ASSIGNMENT:
All lines from the one with "the player's raised" to the end of the entries below must be written out exactly. Leave out any other line.

Stored items from a collection:
========================

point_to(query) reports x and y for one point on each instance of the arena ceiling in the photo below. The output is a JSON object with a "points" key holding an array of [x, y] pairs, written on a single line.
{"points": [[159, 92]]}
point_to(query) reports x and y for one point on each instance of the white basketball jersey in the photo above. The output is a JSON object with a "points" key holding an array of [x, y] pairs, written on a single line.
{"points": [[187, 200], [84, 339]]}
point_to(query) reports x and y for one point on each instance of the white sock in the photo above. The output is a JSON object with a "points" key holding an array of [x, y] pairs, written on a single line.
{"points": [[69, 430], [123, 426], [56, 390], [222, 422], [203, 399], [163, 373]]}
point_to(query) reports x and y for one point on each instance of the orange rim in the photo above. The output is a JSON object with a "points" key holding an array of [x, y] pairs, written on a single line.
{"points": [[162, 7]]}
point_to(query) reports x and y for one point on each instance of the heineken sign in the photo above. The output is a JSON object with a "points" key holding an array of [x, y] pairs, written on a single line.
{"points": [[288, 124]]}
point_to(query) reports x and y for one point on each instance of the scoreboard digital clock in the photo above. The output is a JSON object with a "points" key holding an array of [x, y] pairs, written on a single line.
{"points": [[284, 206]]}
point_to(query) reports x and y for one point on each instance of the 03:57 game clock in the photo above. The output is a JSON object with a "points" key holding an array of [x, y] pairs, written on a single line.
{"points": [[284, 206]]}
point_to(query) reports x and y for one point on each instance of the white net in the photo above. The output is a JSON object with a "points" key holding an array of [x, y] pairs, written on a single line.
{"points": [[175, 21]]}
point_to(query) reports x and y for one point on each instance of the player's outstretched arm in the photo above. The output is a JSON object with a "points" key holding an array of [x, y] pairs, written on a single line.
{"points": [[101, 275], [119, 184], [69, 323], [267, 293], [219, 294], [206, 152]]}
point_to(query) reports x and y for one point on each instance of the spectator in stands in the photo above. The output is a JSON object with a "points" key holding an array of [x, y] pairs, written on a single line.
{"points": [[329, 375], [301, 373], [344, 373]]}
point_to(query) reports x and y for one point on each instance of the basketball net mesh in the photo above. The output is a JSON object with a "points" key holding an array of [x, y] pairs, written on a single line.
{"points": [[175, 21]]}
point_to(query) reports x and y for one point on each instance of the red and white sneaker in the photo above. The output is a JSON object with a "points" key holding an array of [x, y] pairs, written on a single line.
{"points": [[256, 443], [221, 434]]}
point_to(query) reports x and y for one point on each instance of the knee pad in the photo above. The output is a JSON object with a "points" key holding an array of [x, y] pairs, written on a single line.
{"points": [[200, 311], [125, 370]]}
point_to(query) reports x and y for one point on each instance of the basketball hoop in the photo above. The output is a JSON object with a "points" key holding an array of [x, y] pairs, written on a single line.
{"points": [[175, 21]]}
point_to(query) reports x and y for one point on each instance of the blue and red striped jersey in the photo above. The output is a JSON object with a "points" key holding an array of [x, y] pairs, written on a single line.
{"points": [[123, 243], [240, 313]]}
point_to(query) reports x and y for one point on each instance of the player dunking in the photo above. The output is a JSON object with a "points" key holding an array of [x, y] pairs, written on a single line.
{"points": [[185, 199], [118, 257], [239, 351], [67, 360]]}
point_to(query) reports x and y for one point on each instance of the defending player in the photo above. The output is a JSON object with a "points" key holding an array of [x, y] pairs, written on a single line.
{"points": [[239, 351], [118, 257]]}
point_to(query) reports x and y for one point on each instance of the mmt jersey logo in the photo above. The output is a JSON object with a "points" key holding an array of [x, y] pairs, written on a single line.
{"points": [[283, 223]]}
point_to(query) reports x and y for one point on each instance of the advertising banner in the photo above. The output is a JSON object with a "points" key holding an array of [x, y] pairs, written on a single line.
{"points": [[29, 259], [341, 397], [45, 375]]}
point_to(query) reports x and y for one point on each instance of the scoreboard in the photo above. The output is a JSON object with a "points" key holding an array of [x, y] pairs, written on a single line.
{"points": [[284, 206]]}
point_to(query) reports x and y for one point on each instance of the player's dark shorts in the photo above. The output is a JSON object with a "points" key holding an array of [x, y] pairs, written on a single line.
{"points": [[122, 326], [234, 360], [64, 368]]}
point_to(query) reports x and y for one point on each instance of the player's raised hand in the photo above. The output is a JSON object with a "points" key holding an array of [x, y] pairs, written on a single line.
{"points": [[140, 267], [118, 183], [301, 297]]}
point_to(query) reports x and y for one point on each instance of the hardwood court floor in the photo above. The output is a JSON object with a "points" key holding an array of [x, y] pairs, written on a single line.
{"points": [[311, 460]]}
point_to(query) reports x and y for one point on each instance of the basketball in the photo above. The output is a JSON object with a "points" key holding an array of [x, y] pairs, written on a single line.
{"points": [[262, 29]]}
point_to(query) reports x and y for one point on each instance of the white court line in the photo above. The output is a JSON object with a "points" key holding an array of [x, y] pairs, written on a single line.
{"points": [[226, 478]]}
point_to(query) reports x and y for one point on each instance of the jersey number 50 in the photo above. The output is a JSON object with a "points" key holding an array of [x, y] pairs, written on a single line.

========================

SOLUTION:
point_to(query) reports x and y for one point on each instance of the player's raised hand in the photo above. The output is a JSON object with a "points" key holding an array of [x, y] pairs, written on a single line.
{"points": [[140, 267], [118, 183], [301, 297]]}
point_to(query) reports x and y for one point on each instance of the hardwood court floor in the photo above. The output is a JSON object with a "points" key holding an array of [x, y] pairs, written on a single line.
{"points": [[311, 460]]}
point_to(query) reports x and y for one point on each instance of the basketball in the photo above. The output is a JSON object with a "points" key holding an array of [x, y] pairs, written on a single line.
{"points": [[262, 29]]}
point_to(query) reports x and y for one point on each instance of the white court line in the photo above. The output is a JSON object with a "points" key holding an array of [x, y] pairs, written on a single line.
{"points": [[226, 478]]}
point_to(query) reports x and y for one point on each instance of the jersey number 50 in the photo above. The output is a JSON object with a "points" key holding an array of [x, y] pairs, written on a single line.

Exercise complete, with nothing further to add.